** Begin Quoted passage **

Just wanted to discuss get a few tips for my next loaf.

Please see my previous posts where I was having problems with my starter not doubling. I then started wrapping it in a hot water bottle after feeding and it seemed to do the trick.

After a week of it rising and falling predictably I thought it was time to bake.

I was following the tartine recipie but halved everything to make one loaf.

So it was

100g leaven
375g water
500g flour
10g salt

I made my leaven Thursday night and left it overnight wrapped in the hot water bottle.

Friday morning I did the float test and it floated. I then did my mixing.

For the stretch and folds I did them every half hour for the first 2 hours and then one more after an hour. So after this 3 hours I left my dough to do the bulk ferment.

Originally I thought this was going to take ages as my house is pretty cold. But then I made a proofing box in my oven and it was sat at 72 degrees. Because of plans and other stuff I left it for a further 7 hours until I did my preshaping. This was too long I believe.

When coming to do my preshaping I thought I had really messed up and overproofed it as it was so wet and hard to tighten. I had to do 2 preshapes to get any sort of structure but it was still wet and sticky.

** End Quoted passage **

Goal -
Pick up the sourdough baking post where it stops, and keep going with what happened after the preshaping.

** Begin Provided data **

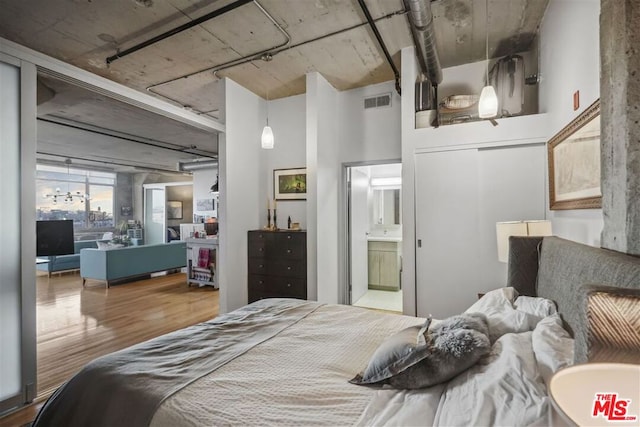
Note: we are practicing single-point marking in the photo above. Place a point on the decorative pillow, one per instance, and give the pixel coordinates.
(418, 357)
(102, 245)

** End Provided data **

Exercise answer -
After this I did my bench rest and final shaping and put it in my basket. I pinched the sides into the middle and left it in the fridge for 9 hours. After putting it in the fridge I was a little disappointed and thought it was going to turn out like one of these gummy pancakes.

But after dumping it onto my parchment paper it seemed to be holding some shape.

I don’t have a razorblade so used a sharp knife to score it and did the Dutch oven cooking method – 20 mins lid on, 30 mins lid off

Overall I think it turned out ok for my first loaf. But wanted to discuss a few points

There is no big expansion or ear – I presume my score wasn’t deep enough?

How do you guys think the crumb looks? I think it is a tiny bit gummy but no where near as bad as I was thinking.

Is the tartine recipe a hard one to follow for your first time? Would you choose a simpler one?

And does it sound like I overproofed it?

Thanks all.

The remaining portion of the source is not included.